→ Task statement
Put every row below into a numbered list, skipping blank lines and leaving the pictures out.

→ Records provided

※

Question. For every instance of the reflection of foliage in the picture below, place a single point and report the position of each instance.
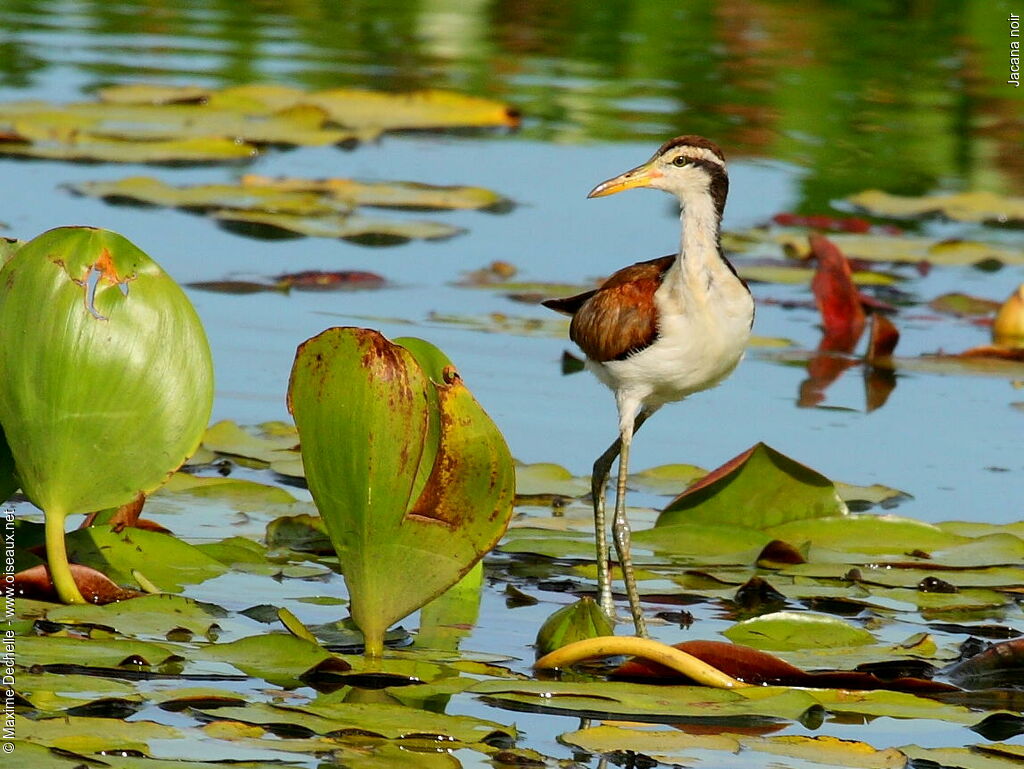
(862, 96)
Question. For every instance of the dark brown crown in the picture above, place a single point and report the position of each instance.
(692, 140)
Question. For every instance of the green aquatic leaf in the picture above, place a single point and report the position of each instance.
(964, 305)
(148, 615)
(783, 631)
(721, 543)
(674, 746)
(548, 478)
(448, 618)
(976, 205)
(866, 533)
(163, 559)
(278, 657)
(577, 622)
(411, 476)
(761, 487)
(171, 152)
(659, 702)
(306, 533)
(402, 195)
(147, 190)
(666, 479)
(83, 734)
(109, 652)
(119, 360)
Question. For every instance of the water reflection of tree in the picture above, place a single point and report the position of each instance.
(898, 96)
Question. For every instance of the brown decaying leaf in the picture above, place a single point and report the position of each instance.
(95, 587)
(760, 668)
(837, 297)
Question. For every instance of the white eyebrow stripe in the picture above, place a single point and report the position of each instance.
(699, 153)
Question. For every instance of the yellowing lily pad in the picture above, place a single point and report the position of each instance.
(96, 148)
(145, 189)
(404, 195)
(783, 631)
(758, 488)
(979, 205)
(350, 227)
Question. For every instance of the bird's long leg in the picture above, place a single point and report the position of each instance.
(620, 524)
(598, 488)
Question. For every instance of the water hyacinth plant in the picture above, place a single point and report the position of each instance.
(413, 479)
(105, 377)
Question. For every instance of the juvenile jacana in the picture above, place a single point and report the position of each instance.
(658, 331)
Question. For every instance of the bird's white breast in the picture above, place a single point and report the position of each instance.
(701, 338)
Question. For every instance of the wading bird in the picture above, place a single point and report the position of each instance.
(658, 331)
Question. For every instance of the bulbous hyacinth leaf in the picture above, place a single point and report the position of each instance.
(413, 479)
(759, 488)
(105, 374)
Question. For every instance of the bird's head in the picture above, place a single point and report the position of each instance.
(686, 166)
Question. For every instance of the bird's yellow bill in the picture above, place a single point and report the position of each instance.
(641, 176)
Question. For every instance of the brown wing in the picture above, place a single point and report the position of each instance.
(619, 317)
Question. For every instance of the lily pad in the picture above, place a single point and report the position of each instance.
(978, 205)
(797, 630)
(758, 488)
(401, 195)
(278, 657)
(164, 560)
(360, 229)
(172, 152)
(148, 615)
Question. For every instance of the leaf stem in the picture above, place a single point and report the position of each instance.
(56, 560)
(670, 656)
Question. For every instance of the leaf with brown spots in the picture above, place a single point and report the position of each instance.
(411, 476)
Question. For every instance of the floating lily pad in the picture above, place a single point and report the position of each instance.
(758, 488)
(148, 615)
(797, 630)
(976, 205)
(402, 195)
(680, 748)
(171, 152)
(276, 657)
(164, 560)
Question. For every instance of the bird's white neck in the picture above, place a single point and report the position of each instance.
(699, 257)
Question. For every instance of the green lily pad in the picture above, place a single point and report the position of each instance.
(164, 560)
(93, 148)
(673, 746)
(976, 205)
(666, 479)
(345, 226)
(82, 734)
(109, 652)
(759, 488)
(866, 533)
(797, 630)
(547, 477)
(276, 657)
(650, 702)
(402, 195)
(964, 305)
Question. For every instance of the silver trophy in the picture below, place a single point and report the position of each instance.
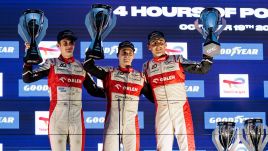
(211, 19)
(99, 21)
(225, 136)
(255, 133)
(32, 29)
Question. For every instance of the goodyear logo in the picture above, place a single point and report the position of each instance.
(195, 88)
(9, 120)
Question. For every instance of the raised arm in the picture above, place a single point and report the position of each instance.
(147, 92)
(196, 67)
(92, 88)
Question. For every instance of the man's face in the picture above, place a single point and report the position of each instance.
(157, 46)
(125, 57)
(66, 47)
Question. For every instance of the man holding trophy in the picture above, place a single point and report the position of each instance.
(123, 85)
(165, 74)
(65, 79)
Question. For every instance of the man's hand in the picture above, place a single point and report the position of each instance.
(27, 45)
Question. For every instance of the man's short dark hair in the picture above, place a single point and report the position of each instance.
(66, 34)
(155, 34)
(126, 44)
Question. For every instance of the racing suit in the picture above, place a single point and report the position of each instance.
(173, 115)
(65, 80)
(123, 87)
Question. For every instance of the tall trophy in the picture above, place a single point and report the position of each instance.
(225, 136)
(32, 29)
(211, 19)
(99, 22)
(255, 136)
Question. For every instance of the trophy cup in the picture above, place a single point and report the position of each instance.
(211, 18)
(225, 137)
(32, 29)
(255, 136)
(99, 22)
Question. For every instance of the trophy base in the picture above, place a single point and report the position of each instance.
(95, 55)
(212, 49)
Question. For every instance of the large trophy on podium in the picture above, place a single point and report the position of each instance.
(211, 19)
(255, 133)
(32, 29)
(99, 21)
(225, 136)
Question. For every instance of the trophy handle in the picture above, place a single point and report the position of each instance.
(237, 140)
(243, 140)
(215, 139)
(196, 25)
(265, 140)
(223, 23)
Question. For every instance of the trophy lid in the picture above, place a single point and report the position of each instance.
(225, 123)
(101, 6)
(256, 120)
(33, 11)
(210, 9)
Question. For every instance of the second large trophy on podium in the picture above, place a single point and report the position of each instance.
(211, 19)
(99, 21)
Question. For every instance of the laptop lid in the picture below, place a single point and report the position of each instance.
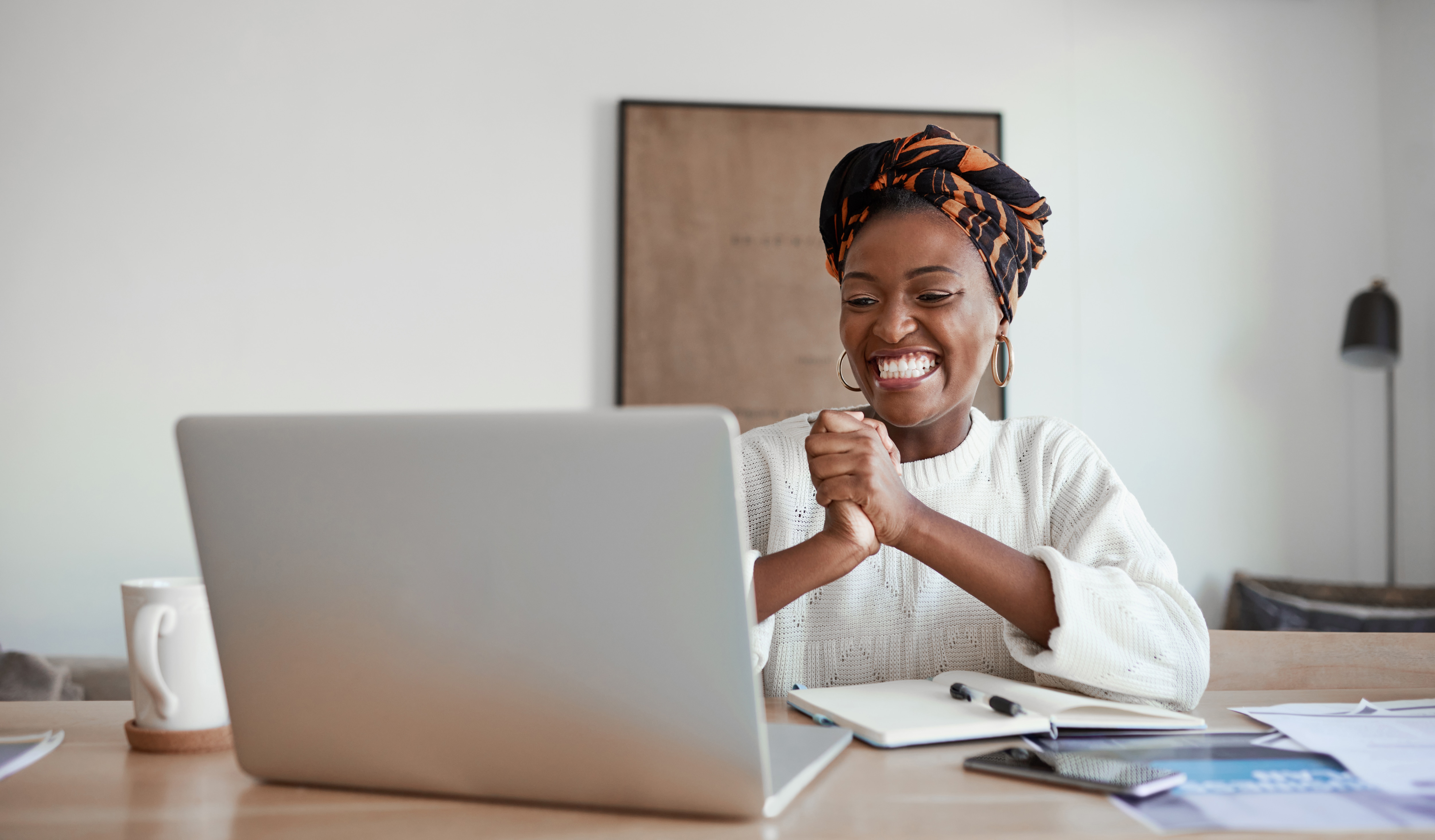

※

→ Exercise answer
1. Question. For every instance of the reflection of foliage in the picture below, place a single point and report the position of each instance.
2. (862, 96)
3. Question. For every instance of the dark brown crown in the picture above, place a single point and report the position of each instance.
4. (692, 140)
5. Question. For every instance of the green aquatic leaf in the picture above, place a single point and report the position of each instance.
6. (964, 305)
7. (148, 615)
8. (783, 631)
9. (721, 543)
10. (674, 746)
11. (548, 478)
12. (448, 618)
13. (976, 205)
14. (866, 533)
15. (163, 559)
16. (278, 657)
17. (577, 622)
18. (411, 476)
19. (761, 487)
20. (171, 152)
21. (659, 702)
22. (306, 533)
23. (402, 195)
24. (147, 190)
25. (666, 479)
26. (83, 734)
27. (109, 652)
28. (119, 360)
29. Question. For every instance of the water reflection of tree in the picture above, place a single point and report the position of each instance.
30. (898, 96)
31. Question. For every instance of the brown decaying leaf in the picture above, place a single point and report the position of each instance.
32. (95, 587)
33. (760, 668)
34. (837, 297)
35. Question. For every instance of the white eyebrow stripe in the picture above, place a single point and report the position of each instance.
36. (699, 153)
37. Question. For every instance of the yellowing lily pad in the picture above, place a single point and report the position of each instance.
38. (96, 148)
39. (145, 189)
40. (404, 195)
41. (783, 631)
42. (758, 488)
43. (979, 205)
44. (350, 227)
45. Question. For every instance of the bird's long leg in the picture above, place a single point and report the position of each instance.
46. (620, 524)
47. (598, 488)
48. Question. For every instance of the water hyacinth plant in the picture above, place a single point and report the position of each instance.
49. (413, 479)
50. (105, 377)
51. Question. For every instance of the juvenile jacana in the picture above, place a single point and report the position of each instance.
52. (658, 331)
53. Question. For every instance of the bird's white breast in the picture above, place a single point and report the position of each instance.
54. (701, 338)
55. Question. For every instance of the wading bird in the picture above, place a single point and report the position of each instance.
56. (658, 331)
57. Question. For every instance of the bulbous hyacinth leaf in the picture above, place a single point and report the position of each instance.
58. (413, 479)
59. (759, 488)
60. (105, 374)
61. Question. For every instance of the bird's head in the picture above, place a single point and report the position of each instance.
62. (686, 166)
63. Question. For every instance of the bird's yellow bill in the picture above, place a single point and report the position of each instance.
64. (641, 176)
65. Question. For every instance of the brown wing in the picture above, place a single point and report the position of each instance.
66. (619, 317)
67. Question. For every instance of the lily pad in the picture above, place a single point and report the position of each instance.
68. (978, 205)
69. (797, 630)
70. (758, 488)
71. (401, 195)
72. (278, 657)
73. (164, 560)
74. (360, 229)
75. (172, 152)
76. (148, 615)
77. Question. For every instance of the leaf stem in the picture above, place a single point and report the position of each instance.
78. (56, 560)
79. (670, 656)
80. Question. For every instance of the leaf with brown spots in the picture above, place a single point and report the position of each instance.
81. (411, 476)
82. Question. For every instance of the floating lily pad in the picture above, place a single point and report the position of each instance.
83. (758, 488)
84. (148, 615)
85. (797, 630)
86. (976, 205)
87. (402, 195)
88. (680, 748)
89. (171, 152)
90. (276, 657)
91. (164, 560)
92. Question. For every instance of the bird's white neck in the picture above, place a single point and report the position of each instance.
93. (699, 257)
94. Question. For every instance of the green lily pad in the picture above, place a single point and report the position of each instance.
95. (164, 560)
96. (93, 148)
97. (673, 746)
98. (976, 205)
99. (666, 479)
100. (345, 226)
101. (82, 734)
102. (109, 652)
103. (759, 488)
104. (866, 533)
105. (797, 630)
106. (547, 477)
107. (276, 657)
108. (650, 702)
109. (402, 195)
110. (964, 305)
111. Question. For every instance of the silver trophy in the picture below, place a single point and report the position of each instance.
112. (211, 19)
113. (99, 21)
114. (225, 136)
115. (255, 133)
116. (32, 29)
117. Question. For every instance of the goodyear logo in the picture above, place a single point and report the position of each instance.
118. (195, 88)
119. (9, 120)
120. Question. For every instance of the raised arm in the picture above, place a single point and report the position of each instance.
121. (147, 92)
122. (196, 67)
123. (92, 88)
124. Question. For every instance of the man's face in the picture above, place a single point and report the position of each instance.
125. (157, 46)
126. (125, 57)
127. (66, 47)
128. Question. For every instance of the man holding trophy in the picture above, place a single point and report the position of each instance.
129. (123, 85)
130. (165, 74)
131. (65, 79)
132. Question. For every instance of the man's hand in the picture above, place a single point and report the position of each instance.
133. (27, 45)
134. Question. For every instance of the man's short dark hair in the picture above, place a single point and report the position of each instance.
135. (66, 34)
136. (155, 34)
137. (126, 44)
138. Question. For every instance of the racing suit in the picture above, place a single point and report the position of each instance.
139. (173, 115)
140. (65, 80)
141. (123, 87)
142. Question. For every instance of the tall trophy in the picture above, place a single point and report the position of each instance.
143. (225, 136)
144. (32, 29)
145. (211, 19)
146. (99, 22)
147. (255, 136)
148. Question. For every instance of the trophy cup in the picture above, place a single point and report the position of each instance.
149. (211, 18)
150. (225, 137)
151. (32, 29)
152. (255, 136)
153. (99, 22)
154. Question. For every instance of the trophy base in the picture above, place a single point and report the position of each instance.
155. (95, 55)
156. (212, 49)
157. Question. For every instance of the large trophy on podium in the picture above, place a single point and report the position of each instance.
158. (211, 19)
159. (255, 133)
160. (32, 29)
161. (99, 21)
162. (225, 136)
163. Question. For every instance of the trophy handle in the picture above, place a single point and report the position of each instance.
164. (237, 140)
165. (243, 140)
166. (215, 139)
167. (196, 25)
168. (265, 140)
169. (223, 23)
170. Question. For every instance of the trophy lid in the picture above, place a single point and report the position of each instance.
171. (225, 123)
172. (101, 6)
173. (256, 120)
174. (33, 11)
175. (210, 9)
176. Question. For every instance of the second large trophy on podium in the picture above, place a single point and report the position of each instance.
177. (211, 19)
178. (99, 21)
179. Question. For every instance of the laptop lid in the picture below, place a single point and report the position of each instance.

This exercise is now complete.